[start]
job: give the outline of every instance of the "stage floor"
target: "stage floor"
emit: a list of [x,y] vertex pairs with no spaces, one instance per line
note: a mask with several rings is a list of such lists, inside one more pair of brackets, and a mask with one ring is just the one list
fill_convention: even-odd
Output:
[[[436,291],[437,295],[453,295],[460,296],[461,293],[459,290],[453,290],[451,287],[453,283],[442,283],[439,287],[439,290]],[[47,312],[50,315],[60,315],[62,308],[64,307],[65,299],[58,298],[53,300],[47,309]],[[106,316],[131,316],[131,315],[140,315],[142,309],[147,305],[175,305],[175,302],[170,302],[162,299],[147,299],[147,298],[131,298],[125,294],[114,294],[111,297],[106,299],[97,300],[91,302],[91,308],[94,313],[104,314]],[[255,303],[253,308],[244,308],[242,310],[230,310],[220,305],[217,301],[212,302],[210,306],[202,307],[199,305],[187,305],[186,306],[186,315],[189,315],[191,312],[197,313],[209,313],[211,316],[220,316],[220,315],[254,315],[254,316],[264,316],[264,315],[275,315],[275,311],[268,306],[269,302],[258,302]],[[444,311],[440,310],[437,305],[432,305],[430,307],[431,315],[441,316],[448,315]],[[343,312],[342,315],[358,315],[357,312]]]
[end]
Copy out every line of the data above, keeping each one identical.

Output -
job: give the outline of every instance of the "stage floor"
target: "stage floor"
emit: a list of [x,y] vertex pairs with no spaces, one instance per line
note: a mask with several rings is a list of such lists, inside one more pair of brackets, and a mask with one ring is just the one list
fill_convention: even-odd
Output:
[[[436,291],[437,295],[453,295],[460,296],[461,293],[459,290],[453,290],[451,287],[453,283],[442,283],[439,287],[439,290]],[[47,312],[50,315],[60,315],[62,308],[64,307],[65,299],[58,298],[53,300],[47,309]],[[106,316],[131,316],[131,315],[140,315],[142,309],[147,305],[175,305],[175,302],[170,302],[162,299],[147,299],[147,298],[131,298],[125,294],[114,294],[111,297],[106,299],[97,300],[91,302],[91,308],[94,313],[104,314]],[[255,303],[253,308],[244,308],[242,310],[230,310],[220,305],[217,301],[212,302],[210,306],[202,307],[199,305],[187,305],[186,306],[186,315],[189,315],[191,312],[197,313],[209,313],[211,316],[220,316],[220,315],[254,315],[254,316],[264,316],[264,315],[275,315],[275,311],[268,306],[269,302],[258,302]],[[444,311],[440,310],[437,305],[432,305],[430,307],[431,315],[441,316],[448,315]],[[343,312],[342,315],[358,315],[357,312]]]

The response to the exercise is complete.